==== BLOQUE DE TEXTO

2025-11-01

VISITO EL CAMPOSANTO DE LA TORRE DE SAN GREGORIO EN FUENTESOTO

 Las tardes de mi niñez,  si el recuerdo no me traiciona guardan el aire serrano de estos andurriales, un espacio que yo ocupara,  andan desparramadas por estas trochas de san Pedro Abanto a la vera del Eresma. Me he llegado hasta la sepultura de mi padre enterrado allá arriba, he depositado un manojo de madreselvas y me he ido por donde vine sin dar demasiadas explicaciones a los de este pueblo que siempre fueron malos, envidiosos, criticones y no se merecen la cruz protectora que guarda su sombra desde los vanos de la Torre. Por fin redescubierto que el letrero gótico que recorre a jirones la pared de la sacristía es del siglo doce. Antes debió de existir una iglesia muzárabe con su iconostasio y antes un templo a Hermes Trimegisto y Crióforo un dios egipcio que se apropiaron los romanos y al que representan llevando un cordero al hombro. Es la vera efigie del mito del Buen Pastor al que se refería Jesús en el Sermón del Monte o de las Bienaventuranzas en el que se recogía una tradición politeísta.

no hay por qué rasgarse las vestiduras. Aquí no nos vamos a quedar ninguna para simiente ni hemos surgido por generación espontánea. La Biblia se inspira a veces en los oráculos griegos y a mí siempre me ha costado un huevo que pensar que las historias del Viejo Testamento son palabra de dios habiendo salido del cálamo calenturiento de un hombre como los demás.

 Lo que pasa es que todo se transforma y se recicla y un día de dios no es como un día de los hombres. Aquí hasta el viento que sopla trae mensajes esotéricos (“esoteros” es lo de adentro lo que no parece) y por eso les patina el embrague a tantos porque no saben ver lo que subyace. Son exotéricos o aparentes

 Aquellos frailes llegados de allende Pirineos con  bozones y otras máquinas de guerra, sus cartabones, su escuadra y la espada, y su fe, sobre todo la fe trinitaria, con el libro de los salmos, con el hilo y la plomada, adalides del Cristo Artífice sabían mirar a las estrellas y los sillares que aquí clavaron parecen colocadas ayer y tienen  diez siglos. Los esgucios intactos  de las ménsulas historiadas nos dicen que la historia, la vida del hombre, es un ciempiés, como una escolopendra avanzando lentamente camino de vuelta al edén de donde fue expulsada. Están demás los apriorismos. No hagamos demasiadas preguntas a la esfinge. Creer lo que no vimos es una virtud cardinal y uno de los principios de la gnosis.

========
==== REGISTROS GUARDADOS

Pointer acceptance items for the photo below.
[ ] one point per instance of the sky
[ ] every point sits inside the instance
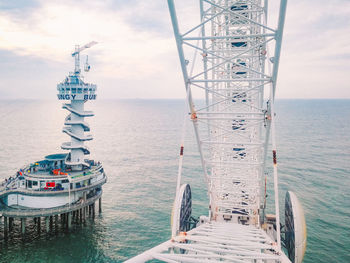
(136, 56)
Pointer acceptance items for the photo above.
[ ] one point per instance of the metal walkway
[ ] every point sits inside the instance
(217, 242)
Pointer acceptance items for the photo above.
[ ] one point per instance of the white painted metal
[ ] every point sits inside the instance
(296, 226)
(232, 130)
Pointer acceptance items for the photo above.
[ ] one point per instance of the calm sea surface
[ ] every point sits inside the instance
(138, 143)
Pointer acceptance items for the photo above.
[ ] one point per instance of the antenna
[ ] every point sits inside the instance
(76, 55)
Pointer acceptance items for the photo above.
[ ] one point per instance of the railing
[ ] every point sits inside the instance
(49, 211)
(4, 189)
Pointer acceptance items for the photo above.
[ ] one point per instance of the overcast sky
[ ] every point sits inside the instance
(136, 56)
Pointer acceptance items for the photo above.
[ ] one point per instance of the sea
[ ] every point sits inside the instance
(138, 143)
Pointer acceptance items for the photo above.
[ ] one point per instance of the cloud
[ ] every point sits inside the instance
(136, 55)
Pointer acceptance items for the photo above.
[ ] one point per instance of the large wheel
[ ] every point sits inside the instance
(295, 236)
(182, 210)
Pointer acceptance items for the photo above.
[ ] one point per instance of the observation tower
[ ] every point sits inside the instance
(65, 184)
(231, 57)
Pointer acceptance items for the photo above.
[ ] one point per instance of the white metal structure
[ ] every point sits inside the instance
(233, 67)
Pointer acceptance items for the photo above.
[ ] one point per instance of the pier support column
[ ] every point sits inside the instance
(51, 223)
(100, 205)
(47, 224)
(69, 220)
(93, 210)
(11, 223)
(39, 224)
(56, 222)
(23, 226)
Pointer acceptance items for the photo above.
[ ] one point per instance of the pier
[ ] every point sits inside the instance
(47, 218)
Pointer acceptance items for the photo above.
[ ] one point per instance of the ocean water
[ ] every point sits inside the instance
(138, 143)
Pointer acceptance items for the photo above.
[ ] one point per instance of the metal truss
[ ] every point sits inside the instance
(233, 68)
(233, 45)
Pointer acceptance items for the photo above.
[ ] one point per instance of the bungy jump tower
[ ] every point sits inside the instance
(65, 184)
(232, 56)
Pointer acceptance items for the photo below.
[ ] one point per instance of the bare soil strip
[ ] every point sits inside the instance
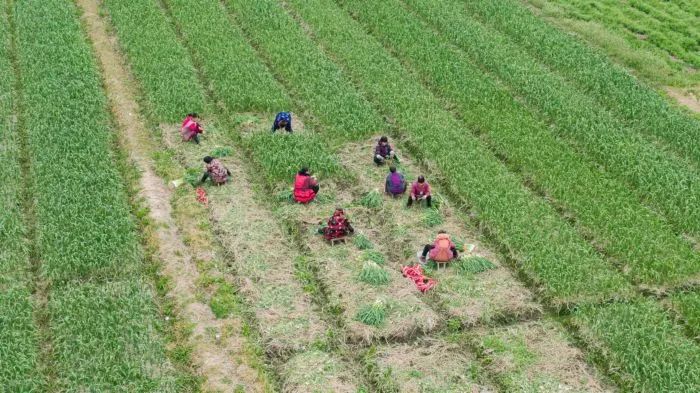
(262, 259)
(340, 266)
(218, 360)
(487, 297)
(535, 356)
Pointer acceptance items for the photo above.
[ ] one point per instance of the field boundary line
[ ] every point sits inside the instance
(213, 361)
(39, 286)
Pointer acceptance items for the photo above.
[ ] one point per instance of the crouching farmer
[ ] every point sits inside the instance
(216, 171)
(338, 226)
(395, 184)
(420, 190)
(383, 151)
(442, 250)
(305, 187)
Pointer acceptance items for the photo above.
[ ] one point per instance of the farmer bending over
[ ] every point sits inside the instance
(383, 151)
(305, 186)
(395, 184)
(283, 120)
(190, 128)
(338, 226)
(216, 171)
(442, 249)
(420, 190)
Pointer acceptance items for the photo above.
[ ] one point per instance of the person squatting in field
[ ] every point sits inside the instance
(191, 128)
(338, 226)
(282, 120)
(442, 249)
(383, 151)
(216, 171)
(420, 190)
(395, 184)
(305, 186)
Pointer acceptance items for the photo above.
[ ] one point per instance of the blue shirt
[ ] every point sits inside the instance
(282, 116)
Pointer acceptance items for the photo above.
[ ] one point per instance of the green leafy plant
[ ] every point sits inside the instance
(373, 274)
(473, 265)
(362, 242)
(371, 200)
(372, 314)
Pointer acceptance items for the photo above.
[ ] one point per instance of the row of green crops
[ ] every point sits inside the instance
(642, 347)
(610, 85)
(237, 76)
(626, 231)
(550, 251)
(18, 334)
(101, 319)
(160, 62)
(661, 178)
(677, 38)
(315, 84)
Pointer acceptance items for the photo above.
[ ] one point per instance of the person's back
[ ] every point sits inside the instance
(305, 188)
(395, 182)
(442, 250)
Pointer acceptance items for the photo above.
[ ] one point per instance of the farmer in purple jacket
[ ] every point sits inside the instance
(383, 151)
(395, 183)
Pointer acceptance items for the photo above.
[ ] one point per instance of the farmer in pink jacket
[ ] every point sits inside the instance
(420, 190)
(191, 128)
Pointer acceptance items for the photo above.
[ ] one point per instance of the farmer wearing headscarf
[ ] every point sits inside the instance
(305, 186)
(420, 190)
(395, 184)
(442, 249)
(283, 120)
(216, 171)
(338, 226)
(383, 151)
(191, 128)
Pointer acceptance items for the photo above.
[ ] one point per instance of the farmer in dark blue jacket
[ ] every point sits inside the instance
(283, 120)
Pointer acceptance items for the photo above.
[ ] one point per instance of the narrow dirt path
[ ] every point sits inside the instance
(218, 357)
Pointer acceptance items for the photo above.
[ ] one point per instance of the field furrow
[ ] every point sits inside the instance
(101, 316)
(502, 204)
(643, 244)
(641, 107)
(643, 348)
(19, 336)
(661, 179)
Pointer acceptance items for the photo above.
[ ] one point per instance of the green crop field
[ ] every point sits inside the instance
(559, 161)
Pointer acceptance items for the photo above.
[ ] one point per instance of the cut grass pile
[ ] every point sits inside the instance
(642, 243)
(372, 314)
(643, 348)
(157, 58)
(373, 274)
(427, 365)
(504, 206)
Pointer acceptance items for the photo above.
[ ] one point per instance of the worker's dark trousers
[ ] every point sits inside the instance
(428, 201)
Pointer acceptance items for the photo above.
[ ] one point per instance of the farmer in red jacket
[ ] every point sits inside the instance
(338, 226)
(305, 186)
(420, 190)
(191, 128)
(442, 249)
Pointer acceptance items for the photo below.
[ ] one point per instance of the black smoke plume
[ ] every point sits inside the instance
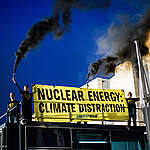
(62, 8)
(121, 38)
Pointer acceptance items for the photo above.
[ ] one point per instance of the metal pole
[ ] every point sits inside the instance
(144, 91)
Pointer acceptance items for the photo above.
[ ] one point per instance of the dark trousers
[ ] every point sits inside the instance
(132, 114)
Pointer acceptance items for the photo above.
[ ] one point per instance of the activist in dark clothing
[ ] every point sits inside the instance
(131, 108)
(26, 101)
(13, 111)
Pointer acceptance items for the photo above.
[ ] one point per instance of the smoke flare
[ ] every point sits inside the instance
(123, 49)
(37, 33)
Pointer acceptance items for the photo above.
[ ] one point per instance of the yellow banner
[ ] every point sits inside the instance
(68, 104)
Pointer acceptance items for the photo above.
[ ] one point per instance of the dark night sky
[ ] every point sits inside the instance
(62, 62)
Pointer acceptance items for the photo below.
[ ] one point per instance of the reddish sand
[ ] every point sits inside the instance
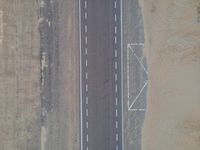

========

TAREA A REALIZAR: Reproduce tal cual, del texto sobre el camposanto de Fuentesoto, el fragmento que va desde "no hay por qué" hasta "como los demás.".

RESULTADO DE TAREA:
no hay por qué rasgarse las vestiduras. Aquí no nos vamos a quedar ninguna para simiente ni hemos surgido por generación espontánea. La Biblia se inspira a veces en los oráculos griegos y a mí siempre me ha costado un huevo que pensar que las historias del Viejo Testamento son palabra de dios habiendo salido del cálamo calenturiento de un hombre como los demás.